:: Problem details ::
Transcribe word for word the stretch of the material below from the line that contains "of the distant" through the end of the material, with both ends included.

:: Records ::
▬▬▬▬▬▬▬▬▬▬
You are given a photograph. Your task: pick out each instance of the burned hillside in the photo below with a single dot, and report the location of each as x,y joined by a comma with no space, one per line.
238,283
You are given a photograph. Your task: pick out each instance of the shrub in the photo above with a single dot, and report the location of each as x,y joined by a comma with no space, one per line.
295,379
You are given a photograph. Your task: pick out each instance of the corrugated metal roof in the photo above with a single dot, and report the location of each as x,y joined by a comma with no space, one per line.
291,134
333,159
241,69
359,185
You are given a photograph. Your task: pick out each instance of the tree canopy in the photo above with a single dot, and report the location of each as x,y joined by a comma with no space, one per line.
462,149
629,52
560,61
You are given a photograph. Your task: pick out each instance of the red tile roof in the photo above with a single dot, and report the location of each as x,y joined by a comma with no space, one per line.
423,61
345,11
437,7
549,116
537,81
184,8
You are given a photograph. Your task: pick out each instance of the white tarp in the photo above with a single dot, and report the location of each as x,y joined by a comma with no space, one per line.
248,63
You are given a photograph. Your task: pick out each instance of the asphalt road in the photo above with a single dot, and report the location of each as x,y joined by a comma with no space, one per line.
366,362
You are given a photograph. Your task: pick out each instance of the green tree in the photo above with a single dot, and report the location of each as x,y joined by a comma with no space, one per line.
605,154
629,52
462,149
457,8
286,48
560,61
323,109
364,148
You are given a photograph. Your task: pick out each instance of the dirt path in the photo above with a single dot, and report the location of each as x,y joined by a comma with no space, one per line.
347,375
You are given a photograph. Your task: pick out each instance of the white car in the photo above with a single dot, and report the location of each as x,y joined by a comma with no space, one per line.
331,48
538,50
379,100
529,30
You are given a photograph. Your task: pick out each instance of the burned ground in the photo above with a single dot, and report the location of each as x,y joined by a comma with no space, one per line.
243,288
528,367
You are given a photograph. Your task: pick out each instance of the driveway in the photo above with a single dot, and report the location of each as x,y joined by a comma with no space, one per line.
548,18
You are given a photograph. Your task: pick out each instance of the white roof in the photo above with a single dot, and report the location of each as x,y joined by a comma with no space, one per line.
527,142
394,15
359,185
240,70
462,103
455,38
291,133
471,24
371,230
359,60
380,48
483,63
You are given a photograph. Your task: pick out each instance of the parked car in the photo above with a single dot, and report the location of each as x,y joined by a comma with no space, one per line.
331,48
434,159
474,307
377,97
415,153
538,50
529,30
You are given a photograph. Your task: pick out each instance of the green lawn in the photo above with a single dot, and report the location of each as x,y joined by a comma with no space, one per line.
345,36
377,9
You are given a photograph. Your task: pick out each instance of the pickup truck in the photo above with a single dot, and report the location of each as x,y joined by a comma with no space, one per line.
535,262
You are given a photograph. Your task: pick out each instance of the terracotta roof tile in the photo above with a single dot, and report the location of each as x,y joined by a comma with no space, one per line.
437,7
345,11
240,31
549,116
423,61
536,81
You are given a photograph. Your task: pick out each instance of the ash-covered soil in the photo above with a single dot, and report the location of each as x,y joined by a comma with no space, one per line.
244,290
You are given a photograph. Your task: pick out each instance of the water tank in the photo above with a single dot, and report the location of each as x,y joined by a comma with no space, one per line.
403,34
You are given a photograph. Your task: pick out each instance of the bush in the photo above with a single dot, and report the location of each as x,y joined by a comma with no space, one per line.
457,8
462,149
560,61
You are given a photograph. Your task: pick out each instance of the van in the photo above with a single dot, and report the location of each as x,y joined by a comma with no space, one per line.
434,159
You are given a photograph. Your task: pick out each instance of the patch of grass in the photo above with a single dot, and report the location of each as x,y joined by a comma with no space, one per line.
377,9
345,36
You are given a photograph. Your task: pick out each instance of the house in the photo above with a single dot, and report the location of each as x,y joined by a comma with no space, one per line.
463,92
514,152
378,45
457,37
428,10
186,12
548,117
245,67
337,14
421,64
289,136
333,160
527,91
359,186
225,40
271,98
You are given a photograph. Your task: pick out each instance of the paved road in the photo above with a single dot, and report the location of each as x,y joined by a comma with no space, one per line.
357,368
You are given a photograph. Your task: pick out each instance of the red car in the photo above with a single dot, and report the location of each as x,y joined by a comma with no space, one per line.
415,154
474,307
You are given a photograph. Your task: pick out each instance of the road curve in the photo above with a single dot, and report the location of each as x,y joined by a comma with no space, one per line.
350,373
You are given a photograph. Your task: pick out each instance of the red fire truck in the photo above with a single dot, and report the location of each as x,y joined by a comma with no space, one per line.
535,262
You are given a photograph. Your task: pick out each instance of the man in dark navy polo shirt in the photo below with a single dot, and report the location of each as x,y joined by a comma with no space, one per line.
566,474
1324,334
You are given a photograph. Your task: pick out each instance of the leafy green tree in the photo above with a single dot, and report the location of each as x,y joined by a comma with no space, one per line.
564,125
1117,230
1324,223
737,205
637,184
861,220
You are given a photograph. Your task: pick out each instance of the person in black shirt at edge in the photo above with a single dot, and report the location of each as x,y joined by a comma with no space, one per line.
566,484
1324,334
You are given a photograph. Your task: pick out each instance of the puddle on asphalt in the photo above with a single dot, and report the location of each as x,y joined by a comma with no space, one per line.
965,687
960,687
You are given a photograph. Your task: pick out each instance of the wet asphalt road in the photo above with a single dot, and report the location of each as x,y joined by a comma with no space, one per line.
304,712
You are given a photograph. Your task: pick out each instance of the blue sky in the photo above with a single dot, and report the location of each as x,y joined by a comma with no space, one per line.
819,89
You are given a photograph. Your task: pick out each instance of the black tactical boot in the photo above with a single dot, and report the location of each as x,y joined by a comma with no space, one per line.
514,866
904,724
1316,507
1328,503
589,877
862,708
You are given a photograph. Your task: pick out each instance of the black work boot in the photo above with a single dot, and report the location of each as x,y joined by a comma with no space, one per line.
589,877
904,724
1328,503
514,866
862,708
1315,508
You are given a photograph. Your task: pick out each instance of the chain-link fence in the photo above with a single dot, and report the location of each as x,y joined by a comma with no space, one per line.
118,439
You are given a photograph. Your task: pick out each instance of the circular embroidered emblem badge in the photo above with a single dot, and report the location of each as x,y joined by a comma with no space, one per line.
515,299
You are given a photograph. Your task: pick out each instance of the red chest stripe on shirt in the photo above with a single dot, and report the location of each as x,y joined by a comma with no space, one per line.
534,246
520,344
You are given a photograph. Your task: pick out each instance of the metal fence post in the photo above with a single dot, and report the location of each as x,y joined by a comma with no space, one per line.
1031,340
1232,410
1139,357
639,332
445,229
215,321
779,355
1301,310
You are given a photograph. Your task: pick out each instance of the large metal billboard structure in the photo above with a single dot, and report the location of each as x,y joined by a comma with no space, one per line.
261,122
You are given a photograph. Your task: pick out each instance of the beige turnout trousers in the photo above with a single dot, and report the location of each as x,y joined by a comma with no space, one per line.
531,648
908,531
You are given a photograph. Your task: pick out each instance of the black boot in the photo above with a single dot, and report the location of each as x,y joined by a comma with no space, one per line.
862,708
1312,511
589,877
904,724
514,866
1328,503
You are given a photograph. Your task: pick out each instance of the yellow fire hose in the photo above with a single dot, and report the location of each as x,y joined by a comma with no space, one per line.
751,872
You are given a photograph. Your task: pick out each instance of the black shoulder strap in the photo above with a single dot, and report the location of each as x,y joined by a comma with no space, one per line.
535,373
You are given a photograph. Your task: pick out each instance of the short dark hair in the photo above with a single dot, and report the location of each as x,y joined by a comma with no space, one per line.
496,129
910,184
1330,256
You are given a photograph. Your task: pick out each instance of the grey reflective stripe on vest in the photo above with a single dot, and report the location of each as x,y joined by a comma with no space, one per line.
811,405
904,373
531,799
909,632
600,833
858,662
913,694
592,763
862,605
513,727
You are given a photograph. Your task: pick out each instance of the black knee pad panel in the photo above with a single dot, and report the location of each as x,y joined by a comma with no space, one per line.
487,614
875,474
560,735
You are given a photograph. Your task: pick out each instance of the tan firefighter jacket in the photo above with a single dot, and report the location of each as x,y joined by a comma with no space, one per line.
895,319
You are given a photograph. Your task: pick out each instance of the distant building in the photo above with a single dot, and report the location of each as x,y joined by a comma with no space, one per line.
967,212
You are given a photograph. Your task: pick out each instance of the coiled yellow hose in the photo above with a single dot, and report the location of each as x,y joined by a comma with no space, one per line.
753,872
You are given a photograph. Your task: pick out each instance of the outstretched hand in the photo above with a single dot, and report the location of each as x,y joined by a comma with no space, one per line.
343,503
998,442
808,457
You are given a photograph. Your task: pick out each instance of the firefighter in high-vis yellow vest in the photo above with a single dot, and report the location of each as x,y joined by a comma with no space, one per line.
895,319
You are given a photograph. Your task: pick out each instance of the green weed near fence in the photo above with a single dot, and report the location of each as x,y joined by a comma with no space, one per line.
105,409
▬▬▬▬▬▬▬▬▬▬
:: Answer for this exercise ::
You are given a photograph. Your task: pick out each instance of the distant building in the photo above with a single dot, and report the location of each as x,y joined by a comma with no space, one per line.
967,212
You are given a photograph. Your task: pick out each instance of the coiled yellow hose in the photo above with a single dot, and report the location of each as x,y joined by a comma with no space, one per line.
753,872
You are given a photograph. Your task: pick out each instance of the outstretched hand in the photo above with a single dot, and report the location of each as x,y joined by a comma with no space, one per line.
343,503
998,442
808,457
You are given a photograph. Your task: pick out each instance of the firefighter in high-vis yellow vest in the photo above with a single dot, and report the location of each as x,y joined by a comma with no space, one per line.
895,319
You are given a photograph. Your task: pick out each instance of the green weed near fence in the photo above with a single dot, and report the location of each as x,y joined by a comma with no space, one per line.
105,409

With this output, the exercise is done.